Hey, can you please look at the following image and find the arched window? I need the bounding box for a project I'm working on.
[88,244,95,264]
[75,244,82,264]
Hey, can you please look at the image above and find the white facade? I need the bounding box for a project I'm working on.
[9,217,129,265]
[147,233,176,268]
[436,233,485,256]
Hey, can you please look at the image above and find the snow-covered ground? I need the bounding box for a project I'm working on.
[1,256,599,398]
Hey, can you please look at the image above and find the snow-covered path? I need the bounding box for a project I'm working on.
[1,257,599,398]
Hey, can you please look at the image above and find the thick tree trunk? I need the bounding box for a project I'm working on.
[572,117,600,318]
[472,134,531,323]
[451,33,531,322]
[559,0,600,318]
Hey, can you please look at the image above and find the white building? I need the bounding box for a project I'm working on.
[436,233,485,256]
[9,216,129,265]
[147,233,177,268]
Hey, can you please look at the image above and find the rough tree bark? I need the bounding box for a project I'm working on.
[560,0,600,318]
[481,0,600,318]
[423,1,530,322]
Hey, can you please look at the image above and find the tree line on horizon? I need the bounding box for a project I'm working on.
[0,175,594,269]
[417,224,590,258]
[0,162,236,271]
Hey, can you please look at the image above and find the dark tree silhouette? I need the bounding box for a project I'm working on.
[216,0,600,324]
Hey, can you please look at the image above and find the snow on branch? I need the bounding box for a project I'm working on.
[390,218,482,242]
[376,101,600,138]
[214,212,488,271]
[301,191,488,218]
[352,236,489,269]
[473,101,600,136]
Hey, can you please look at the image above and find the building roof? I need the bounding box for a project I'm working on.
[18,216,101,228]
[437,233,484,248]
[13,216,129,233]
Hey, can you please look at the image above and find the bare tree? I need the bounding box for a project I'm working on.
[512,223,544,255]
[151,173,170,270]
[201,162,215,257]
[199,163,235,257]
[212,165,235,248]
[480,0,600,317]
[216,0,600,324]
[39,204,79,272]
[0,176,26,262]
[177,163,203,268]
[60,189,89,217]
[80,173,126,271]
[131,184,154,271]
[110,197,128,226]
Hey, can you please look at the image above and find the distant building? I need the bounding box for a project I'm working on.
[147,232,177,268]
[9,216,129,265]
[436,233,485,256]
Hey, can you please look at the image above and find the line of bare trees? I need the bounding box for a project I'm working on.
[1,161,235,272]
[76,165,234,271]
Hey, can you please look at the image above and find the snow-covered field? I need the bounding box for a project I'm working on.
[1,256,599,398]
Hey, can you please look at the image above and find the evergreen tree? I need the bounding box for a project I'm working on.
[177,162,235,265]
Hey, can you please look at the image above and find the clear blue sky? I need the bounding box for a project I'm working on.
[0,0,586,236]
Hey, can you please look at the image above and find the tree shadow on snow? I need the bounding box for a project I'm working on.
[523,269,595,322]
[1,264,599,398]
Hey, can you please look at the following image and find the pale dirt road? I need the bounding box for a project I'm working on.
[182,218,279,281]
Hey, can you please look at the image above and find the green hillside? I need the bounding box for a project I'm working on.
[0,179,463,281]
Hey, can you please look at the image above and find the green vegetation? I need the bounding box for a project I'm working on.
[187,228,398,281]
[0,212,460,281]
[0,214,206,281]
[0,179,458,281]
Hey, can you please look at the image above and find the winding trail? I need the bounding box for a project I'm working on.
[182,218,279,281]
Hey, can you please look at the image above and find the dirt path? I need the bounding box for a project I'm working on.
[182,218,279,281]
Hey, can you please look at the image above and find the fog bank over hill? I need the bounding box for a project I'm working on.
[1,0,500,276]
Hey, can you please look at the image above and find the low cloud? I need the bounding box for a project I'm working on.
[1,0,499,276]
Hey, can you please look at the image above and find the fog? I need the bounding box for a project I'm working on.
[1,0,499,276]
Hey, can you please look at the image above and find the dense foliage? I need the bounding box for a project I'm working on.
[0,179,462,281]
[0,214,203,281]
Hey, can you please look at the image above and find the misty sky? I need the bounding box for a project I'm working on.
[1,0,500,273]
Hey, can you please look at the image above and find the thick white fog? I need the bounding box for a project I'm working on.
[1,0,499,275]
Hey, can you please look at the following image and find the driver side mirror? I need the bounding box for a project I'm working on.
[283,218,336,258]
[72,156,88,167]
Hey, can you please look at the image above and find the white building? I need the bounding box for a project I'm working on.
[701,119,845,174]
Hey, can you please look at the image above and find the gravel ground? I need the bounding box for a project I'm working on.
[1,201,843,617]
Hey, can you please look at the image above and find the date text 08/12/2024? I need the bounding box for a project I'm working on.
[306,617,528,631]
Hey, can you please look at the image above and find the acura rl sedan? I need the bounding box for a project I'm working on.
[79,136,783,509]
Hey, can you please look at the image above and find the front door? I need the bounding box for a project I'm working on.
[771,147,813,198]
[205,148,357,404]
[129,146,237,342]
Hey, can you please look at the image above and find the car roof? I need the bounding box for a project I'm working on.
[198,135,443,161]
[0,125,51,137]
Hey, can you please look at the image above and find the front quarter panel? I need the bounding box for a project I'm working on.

**********

PROBLEM STATEMENT ::
Take the data above and reproduce it exactly.

FINISHED TASK ::
Hey, can you please look at the following image and find the arched window? I need the bounding box for a project I'm working on.
[88,244,95,264]
[75,244,82,264]
Hey, can you please look at the image above and find the white facade? I need the bounding box for a project I'm working on.
[9,217,129,265]
[147,233,176,268]
[436,233,485,256]
Hey, can you please look at the image above and find the snow-covered ground? I need the bounding box for a project I'm working on.
[1,256,599,398]
Hey, can you please look at the image above and find the snow-covered path? I need the bounding box for a project I'm working on.
[1,257,599,398]
Hey, can you please look at the image above and find the thick tree trunk? I need the bounding box for a project I'm working on.
[572,117,600,318]
[472,134,531,323]
[451,33,531,322]
[559,0,600,318]
Hey, can you please look at the image above and find the white building? I need the bounding box for a project I'm working on.
[436,233,485,256]
[9,216,129,265]
[147,233,177,268]
Hey, can you please look at the image above and find the rough tree bark? I need the bounding box for a project I'm working on.
[560,0,600,318]
[481,0,600,318]
[423,1,530,322]
Hey, can you please look at the image above and find the tree line on horizon? I need the bounding box for a project I'm working on.
[0,175,594,269]
[417,224,590,258]
[0,162,236,271]
Hey, can you please look at the image above and find the dark tree silhouette? I need the bounding box for a project I'm working on.
[216,0,600,324]
Hey, can you please look at the image above and find the snow on branch? I need the bounding box for a project I'm working on.
[390,218,482,242]
[376,101,600,138]
[214,212,488,271]
[301,191,488,218]
[352,236,489,269]
[473,101,600,136]
Hey, can you please look at the image above and find the building roof? I need the bounding box for a project I'm working on.
[18,216,101,228]
[437,233,484,248]
[13,216,129,233]
Hey, can you please look at the image above and find the bare tree? I need the bounding box for a project I'm working on.
[512,223,544,255]
[151,173,170,270]
[201,162,215,257]
[199,163,235,257]
[212,165,235,248]
[480,0,600,317]
[216,0,600,324]
[39,204,79,272]
[0,176,26,262]
[177,163,203,268]
[60,189,89,217]
[80,173,126,271]
[131,184,154,271]
[110,197,128,226]
Hey, can you please look at the image above and find the distant building? I need the bounding box for a project I'm working on.
[147,232,177,268]
[9,216,129,265]
[436,233,485,256]
Hey, can you please look at the image above and find the line of bare trees? I need the bounding box for a project I'm working on.
[1,161,235,272]
[76,165,234,271]
Hey, can you please look at the image above and find the snow-covered field? I need the bounding box for a project I'm working on.
[1,256,599,398]
Hey, can you please look at the image above and find the evergreen tree? I need the bounding box for a project I'm working on.
[177,162,235,265]
Hey, can you please look at the image above and find the clear blue sky? I need the bounding box for a project I'm working on.
[0,0,586,236]
Hey, can you please look at the image above and find the tree shadow on snow? I need the bounding box for a project I'm working on.
[523,269,595,322]
[1,264,599,398]
Hey, can you please look at the following image and find the pale dirt road? I need the bounding box for a project I'm working on.
[182,218,279,281]
Hey, can you please look at the image above and find the green hillside? I need the bounding box for a project I'm working on.
[0,179,463,281]
Hey, can you please look at the image above and find the green vegetation? I need the bounding box for a project I'm working on.
[187,228,398,281]
[0,212,460,281]
[0,214,206,281]
[0,179,458,281]
Hey, can you please look at the image above and find the winding trail? I need the bounding box for a project I'm working on.
[182,218,279,281]
Hey, can you please look at the image above and find the dirt path? I need the bounding box for a project I'm working on.
[182,218,279,281]
Hey, can you please look at the image above and find the fog bank over hill? I need the bounding box for a project I'm working on.
[1,0,500,276]
Hey, can you please look at the image above and find the low cloud? I need the bounding box for a project I'm working on.
[1,0,499,276]
Hey, can you please look at the image above and find the fog? I need the bounding box for a project I'm working on.
[1,0,499,276]
Hey, can you please look at the image above and find the dense foliage? I need the bounding box for a project I'm working on.
[0,179,462,281]
[0,214,203,281]
Hey, can you please look at the image above and find the misty sky? I need the bounding box for a project I'm working on.
[1,0,500,273]
Hey, can you please look at the image above and find the thick white fog? I need the bounding box for a project I'm working on.
[1,0,499,275]
Hey, can you please look at the following image and find the driver side mirror? I need the bounding box for a project I'm working on.
[283,218,336,258]
[72,156,88,167]
Hey, can you please look at the image above and find the white building? I need the bounding box for a project I'm working on.
[701,119,845,174]
Hey, can you please look at the image above and find the gravel ground? I need the bounding box for a project I'm working on.
[1,201,843,617]
Hey, can you please look at the image above and find the date text 08/12/2024? I need the bounding box for a project I'm working on.
[306,617,528,631]
Hey, can you please look at the image above and find the acura rl sedan? I need the bounding box for a project I'm working on.
[79,136,783,509]
Hey, can you please look at the image above and find the front door? I need the bounding box for a project I'm working on.
[771,147,813,198]
[205,148,357,404]
[129,146,237,342]
Hey, can you please look at the image above and find the car roof? I need the bounding box for a project I'm working on.
[198,135,443,161]
[0,125,51,137]
Hey, can you please look at the image above and find the front quarter panel? I need the bounding box for a project I'm working on.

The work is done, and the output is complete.